* WORK INSTRUCTIONS
Report every line in the records that contains the string "Query", treating uppercase and lowercase as different.

* ITEMS
Begin
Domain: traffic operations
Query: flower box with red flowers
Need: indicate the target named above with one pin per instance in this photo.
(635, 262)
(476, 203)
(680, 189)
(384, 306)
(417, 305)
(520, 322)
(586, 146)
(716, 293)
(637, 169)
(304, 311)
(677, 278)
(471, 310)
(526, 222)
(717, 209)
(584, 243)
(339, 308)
End
Begin
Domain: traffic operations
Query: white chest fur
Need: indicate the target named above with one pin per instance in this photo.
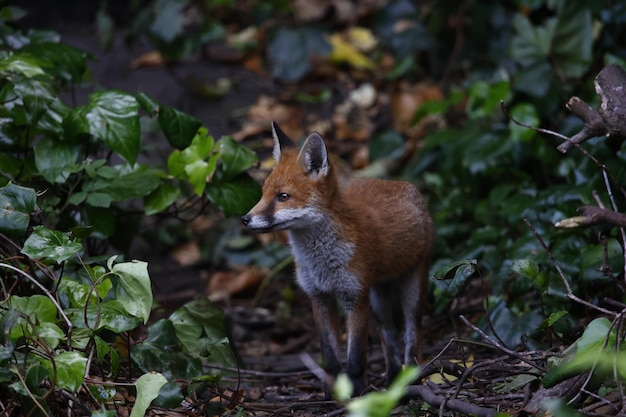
End
* TASK ANSWER
Query: flower box with red flowers
Query: white chest fur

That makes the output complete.